§ Description of the task: Set down the line that contains "Target: blue sky" and every line after it to the end of the entries, exactly as they stand and nothing more.

§ Record excerpts:
==========

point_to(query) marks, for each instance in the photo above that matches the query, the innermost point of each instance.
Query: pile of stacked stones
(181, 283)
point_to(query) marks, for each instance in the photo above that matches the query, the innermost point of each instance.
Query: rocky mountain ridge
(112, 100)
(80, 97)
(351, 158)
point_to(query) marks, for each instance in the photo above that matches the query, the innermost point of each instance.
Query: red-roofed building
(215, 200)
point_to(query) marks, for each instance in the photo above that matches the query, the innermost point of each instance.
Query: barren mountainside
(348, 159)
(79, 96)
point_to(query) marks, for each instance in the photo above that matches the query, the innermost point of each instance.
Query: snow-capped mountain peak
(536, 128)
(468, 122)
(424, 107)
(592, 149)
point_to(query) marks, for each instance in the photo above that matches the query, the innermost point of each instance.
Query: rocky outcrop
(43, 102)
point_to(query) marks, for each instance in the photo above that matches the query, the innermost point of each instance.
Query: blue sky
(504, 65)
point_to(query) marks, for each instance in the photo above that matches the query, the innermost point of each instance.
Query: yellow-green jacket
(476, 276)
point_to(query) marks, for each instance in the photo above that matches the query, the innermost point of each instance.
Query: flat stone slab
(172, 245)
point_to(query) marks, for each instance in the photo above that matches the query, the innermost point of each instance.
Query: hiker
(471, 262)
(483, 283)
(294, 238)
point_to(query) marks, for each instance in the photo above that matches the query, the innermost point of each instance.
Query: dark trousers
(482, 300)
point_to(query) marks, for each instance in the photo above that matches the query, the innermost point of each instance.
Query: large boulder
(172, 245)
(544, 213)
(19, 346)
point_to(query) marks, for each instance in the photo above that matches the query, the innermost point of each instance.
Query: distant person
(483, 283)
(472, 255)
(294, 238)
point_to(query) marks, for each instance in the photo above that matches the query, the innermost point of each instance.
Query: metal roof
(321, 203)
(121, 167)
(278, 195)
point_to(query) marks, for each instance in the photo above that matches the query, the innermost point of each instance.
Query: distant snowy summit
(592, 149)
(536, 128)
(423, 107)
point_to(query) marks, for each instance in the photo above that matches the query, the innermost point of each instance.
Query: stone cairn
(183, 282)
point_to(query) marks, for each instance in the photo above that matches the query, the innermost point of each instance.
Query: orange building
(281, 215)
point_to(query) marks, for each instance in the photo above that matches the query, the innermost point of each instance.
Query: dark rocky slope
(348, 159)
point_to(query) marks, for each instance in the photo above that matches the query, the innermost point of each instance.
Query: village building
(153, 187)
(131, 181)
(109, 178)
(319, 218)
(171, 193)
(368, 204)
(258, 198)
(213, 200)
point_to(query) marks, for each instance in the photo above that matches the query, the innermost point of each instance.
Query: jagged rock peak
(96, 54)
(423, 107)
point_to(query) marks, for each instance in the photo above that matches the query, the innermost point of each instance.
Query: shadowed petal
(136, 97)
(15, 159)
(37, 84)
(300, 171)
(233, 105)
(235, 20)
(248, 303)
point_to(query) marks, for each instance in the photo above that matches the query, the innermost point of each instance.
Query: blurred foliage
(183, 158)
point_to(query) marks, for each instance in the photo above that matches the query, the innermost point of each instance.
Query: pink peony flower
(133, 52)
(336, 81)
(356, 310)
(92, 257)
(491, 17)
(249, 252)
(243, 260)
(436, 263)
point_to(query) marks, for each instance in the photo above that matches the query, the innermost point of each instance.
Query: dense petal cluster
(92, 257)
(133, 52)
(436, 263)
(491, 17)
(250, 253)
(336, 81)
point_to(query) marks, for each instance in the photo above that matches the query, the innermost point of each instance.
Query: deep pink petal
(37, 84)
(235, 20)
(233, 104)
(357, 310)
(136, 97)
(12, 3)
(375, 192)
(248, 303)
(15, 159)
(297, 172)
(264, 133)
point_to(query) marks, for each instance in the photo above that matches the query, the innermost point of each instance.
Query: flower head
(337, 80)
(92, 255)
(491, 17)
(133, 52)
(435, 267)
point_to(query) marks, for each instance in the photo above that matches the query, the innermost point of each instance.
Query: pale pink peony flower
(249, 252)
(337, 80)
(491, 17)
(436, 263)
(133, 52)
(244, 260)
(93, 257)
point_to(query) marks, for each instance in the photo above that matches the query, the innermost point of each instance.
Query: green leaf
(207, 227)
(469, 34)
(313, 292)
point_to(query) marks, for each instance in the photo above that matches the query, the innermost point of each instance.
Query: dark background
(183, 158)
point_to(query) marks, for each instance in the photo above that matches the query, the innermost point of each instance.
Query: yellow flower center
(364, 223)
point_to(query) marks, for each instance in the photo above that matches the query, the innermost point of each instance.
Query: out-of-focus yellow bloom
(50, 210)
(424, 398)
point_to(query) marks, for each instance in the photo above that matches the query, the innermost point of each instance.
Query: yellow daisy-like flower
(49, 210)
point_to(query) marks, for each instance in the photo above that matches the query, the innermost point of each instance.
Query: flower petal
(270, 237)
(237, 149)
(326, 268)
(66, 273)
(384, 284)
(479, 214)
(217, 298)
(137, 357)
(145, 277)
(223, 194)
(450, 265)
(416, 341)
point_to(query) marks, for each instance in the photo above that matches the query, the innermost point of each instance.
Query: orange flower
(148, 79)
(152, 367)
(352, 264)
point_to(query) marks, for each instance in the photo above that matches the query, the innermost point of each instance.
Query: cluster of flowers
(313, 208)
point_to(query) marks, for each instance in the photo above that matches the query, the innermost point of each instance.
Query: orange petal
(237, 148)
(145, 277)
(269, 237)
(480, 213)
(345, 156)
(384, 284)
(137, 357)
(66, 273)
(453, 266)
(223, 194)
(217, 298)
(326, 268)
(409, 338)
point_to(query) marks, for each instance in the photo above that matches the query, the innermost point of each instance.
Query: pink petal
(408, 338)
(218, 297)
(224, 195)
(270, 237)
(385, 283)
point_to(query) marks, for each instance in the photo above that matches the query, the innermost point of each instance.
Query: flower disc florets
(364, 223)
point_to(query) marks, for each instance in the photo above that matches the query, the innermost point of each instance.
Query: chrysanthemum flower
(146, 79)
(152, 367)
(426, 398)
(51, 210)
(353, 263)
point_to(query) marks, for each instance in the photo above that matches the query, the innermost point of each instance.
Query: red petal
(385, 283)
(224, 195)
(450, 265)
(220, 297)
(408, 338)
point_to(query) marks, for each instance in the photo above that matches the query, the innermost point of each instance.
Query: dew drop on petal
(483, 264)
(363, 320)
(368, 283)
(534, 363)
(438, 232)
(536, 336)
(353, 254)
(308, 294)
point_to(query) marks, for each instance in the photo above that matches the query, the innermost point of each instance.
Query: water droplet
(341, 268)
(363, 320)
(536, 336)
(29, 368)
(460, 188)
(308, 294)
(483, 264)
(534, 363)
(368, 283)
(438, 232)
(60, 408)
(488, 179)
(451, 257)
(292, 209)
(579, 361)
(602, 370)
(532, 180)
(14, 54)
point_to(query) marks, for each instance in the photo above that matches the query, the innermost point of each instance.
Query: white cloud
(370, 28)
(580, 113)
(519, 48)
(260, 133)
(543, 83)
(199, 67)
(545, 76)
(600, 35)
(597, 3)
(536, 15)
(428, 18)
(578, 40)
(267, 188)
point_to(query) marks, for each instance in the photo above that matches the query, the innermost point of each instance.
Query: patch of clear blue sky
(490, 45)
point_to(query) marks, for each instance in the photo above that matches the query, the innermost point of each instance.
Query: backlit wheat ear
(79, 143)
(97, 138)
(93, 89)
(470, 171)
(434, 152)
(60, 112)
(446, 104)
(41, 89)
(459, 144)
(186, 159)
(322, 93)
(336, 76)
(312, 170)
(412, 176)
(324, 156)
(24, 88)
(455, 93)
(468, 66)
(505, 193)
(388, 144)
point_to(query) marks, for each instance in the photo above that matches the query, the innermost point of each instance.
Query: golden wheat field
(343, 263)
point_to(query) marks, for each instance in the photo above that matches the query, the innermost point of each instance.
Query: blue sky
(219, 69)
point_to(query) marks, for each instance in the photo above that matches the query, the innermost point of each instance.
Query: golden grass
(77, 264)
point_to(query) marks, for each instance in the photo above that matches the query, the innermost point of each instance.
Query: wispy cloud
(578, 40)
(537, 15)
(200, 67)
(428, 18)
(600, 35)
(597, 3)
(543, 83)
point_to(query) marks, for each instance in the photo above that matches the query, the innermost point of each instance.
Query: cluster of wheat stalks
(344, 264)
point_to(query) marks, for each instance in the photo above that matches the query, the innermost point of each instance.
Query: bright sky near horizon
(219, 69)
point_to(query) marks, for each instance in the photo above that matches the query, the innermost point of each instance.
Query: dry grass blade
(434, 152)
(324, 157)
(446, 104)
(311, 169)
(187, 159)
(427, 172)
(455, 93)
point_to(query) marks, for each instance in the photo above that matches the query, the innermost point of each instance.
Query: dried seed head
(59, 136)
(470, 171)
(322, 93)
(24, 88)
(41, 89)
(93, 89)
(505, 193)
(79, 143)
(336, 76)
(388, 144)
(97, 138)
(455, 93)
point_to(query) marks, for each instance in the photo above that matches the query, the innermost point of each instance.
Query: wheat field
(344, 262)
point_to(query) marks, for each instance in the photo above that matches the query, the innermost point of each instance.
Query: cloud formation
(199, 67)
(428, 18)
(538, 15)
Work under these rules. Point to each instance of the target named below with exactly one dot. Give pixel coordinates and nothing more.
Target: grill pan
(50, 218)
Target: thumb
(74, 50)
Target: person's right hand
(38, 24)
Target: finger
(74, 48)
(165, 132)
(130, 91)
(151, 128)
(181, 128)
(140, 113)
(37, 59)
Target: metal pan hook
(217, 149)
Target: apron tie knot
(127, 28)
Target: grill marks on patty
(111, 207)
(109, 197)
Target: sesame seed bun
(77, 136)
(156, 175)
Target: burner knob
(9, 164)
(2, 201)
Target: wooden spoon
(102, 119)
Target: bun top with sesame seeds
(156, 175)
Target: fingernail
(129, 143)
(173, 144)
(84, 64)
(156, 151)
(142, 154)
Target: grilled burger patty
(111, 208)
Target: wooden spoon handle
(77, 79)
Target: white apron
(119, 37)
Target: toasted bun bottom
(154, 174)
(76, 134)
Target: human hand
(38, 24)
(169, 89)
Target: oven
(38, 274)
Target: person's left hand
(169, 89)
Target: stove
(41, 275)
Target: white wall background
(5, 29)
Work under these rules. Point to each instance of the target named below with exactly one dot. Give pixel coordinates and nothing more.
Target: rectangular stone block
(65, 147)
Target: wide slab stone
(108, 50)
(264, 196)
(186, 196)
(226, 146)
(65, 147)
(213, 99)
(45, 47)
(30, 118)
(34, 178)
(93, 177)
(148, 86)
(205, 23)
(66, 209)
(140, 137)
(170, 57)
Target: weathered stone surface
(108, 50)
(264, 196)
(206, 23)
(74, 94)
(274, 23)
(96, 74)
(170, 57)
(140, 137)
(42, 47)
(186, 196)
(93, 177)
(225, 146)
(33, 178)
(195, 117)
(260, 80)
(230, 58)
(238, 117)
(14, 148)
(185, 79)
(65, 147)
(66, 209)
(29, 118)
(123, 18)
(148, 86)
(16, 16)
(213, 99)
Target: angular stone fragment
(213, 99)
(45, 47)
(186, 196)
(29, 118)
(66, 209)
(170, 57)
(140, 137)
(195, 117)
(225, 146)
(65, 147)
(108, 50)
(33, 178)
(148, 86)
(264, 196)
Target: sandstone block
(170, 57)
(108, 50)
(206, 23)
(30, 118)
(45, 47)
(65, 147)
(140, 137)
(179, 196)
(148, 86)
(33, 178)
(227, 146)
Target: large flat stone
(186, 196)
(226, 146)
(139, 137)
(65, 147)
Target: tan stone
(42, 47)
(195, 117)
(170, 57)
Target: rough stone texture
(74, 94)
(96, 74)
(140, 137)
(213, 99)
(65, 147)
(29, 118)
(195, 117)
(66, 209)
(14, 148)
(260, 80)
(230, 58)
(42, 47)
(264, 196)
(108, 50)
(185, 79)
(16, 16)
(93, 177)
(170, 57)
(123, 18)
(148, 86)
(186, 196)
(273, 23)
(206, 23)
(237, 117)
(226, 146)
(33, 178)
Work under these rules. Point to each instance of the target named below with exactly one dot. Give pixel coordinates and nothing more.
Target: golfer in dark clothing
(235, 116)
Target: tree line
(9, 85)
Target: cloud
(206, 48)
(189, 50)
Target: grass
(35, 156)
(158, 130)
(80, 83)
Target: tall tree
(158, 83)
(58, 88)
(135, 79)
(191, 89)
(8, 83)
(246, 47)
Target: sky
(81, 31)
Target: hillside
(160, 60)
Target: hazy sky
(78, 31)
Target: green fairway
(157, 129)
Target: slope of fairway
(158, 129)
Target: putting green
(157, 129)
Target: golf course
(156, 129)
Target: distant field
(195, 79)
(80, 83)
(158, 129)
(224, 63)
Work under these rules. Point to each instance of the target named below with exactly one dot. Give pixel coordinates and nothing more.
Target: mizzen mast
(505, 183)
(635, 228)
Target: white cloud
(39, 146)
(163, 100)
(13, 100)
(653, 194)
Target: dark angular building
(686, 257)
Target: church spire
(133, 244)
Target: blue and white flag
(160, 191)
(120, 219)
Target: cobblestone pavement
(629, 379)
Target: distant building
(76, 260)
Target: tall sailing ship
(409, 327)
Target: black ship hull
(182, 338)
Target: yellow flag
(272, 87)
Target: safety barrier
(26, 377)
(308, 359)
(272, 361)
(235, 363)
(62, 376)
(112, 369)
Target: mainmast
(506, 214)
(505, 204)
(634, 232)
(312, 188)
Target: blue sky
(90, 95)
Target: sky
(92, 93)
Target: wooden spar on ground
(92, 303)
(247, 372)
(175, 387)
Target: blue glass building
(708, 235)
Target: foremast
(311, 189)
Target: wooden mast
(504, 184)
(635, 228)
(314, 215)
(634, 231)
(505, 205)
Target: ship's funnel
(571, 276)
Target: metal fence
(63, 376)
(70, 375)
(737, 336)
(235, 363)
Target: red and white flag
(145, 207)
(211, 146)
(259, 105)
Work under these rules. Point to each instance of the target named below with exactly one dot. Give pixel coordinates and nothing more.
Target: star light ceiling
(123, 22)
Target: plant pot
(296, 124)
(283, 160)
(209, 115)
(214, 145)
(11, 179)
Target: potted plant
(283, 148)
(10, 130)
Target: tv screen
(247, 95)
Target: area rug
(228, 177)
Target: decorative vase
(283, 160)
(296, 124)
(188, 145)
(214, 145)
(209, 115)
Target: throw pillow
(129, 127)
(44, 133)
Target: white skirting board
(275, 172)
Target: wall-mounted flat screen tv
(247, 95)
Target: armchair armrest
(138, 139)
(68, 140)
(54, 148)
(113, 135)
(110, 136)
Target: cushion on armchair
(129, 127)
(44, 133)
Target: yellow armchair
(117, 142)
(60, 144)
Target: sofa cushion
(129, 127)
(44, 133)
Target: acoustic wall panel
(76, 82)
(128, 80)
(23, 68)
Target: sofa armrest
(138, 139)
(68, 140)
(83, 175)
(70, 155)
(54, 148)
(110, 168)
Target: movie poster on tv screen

==========

§ Solved exercise:
Target: blue sky
(90, 95)
Target: sky
(92, 93)
Target: wooden spar on ground
(92, 303)
(247, 372)
(175, 387)
Target: blue glass building
(708, 235)
Target: foremast
(311, 189)
Target: wooden mast
(504, 184)
(635, 228)
(314, 215)
(634, 231)
(505, 205)
Target: ship's funnel
(571, 276)
Target: metal fence
(63, 376)
(70, 375)
(737, 336)
(235, 363)
Target: red and white flag
(145, 207)
(211, 146)
(259, 105)
Work under these rules. Point to each instance of the target named below with exactly one dot. Give pixel coordinates and nothing more.
Target: star light ceiling
(123, 22)
Target: plant pot
(296, 124)
(283, 160)
(209, 115)
(214, 145)
(11, 179)
Target: potted plant
(283, 148)
(10, 130)
Target: tv screen
(247, 95)
Target: area rug
(228, 177)
Target: decorative vase
(283, 160)
(296, 124)
(188, 145)
(214, 145)
(209, 115)
Target: throw pillow
(129, 127)
(44, 133)
Target: white skirting board
(275, 172)
Target: wall-mounted flat screen tv
(247, 95)
Target: armchair armrest
(138, 139)
(68, 140)
(54, 148)
(113, 135)
(110, 136)
Target: cushion on armchair
(129, 127)
(44, 133)
Target: yellow armchair
(117, 142)
(60, 144)
Target: sofa cushion
(129, 127)
(44, 133)
Target: acoustic wall panel
(76, 82)
(128, 80)
(23, 68)
Target: sofa armrest
(138, 139)
(68, 140)
(83, 175)
(70, 155)
(54, 148)
(110, 168)
Target: movie poster on tv screen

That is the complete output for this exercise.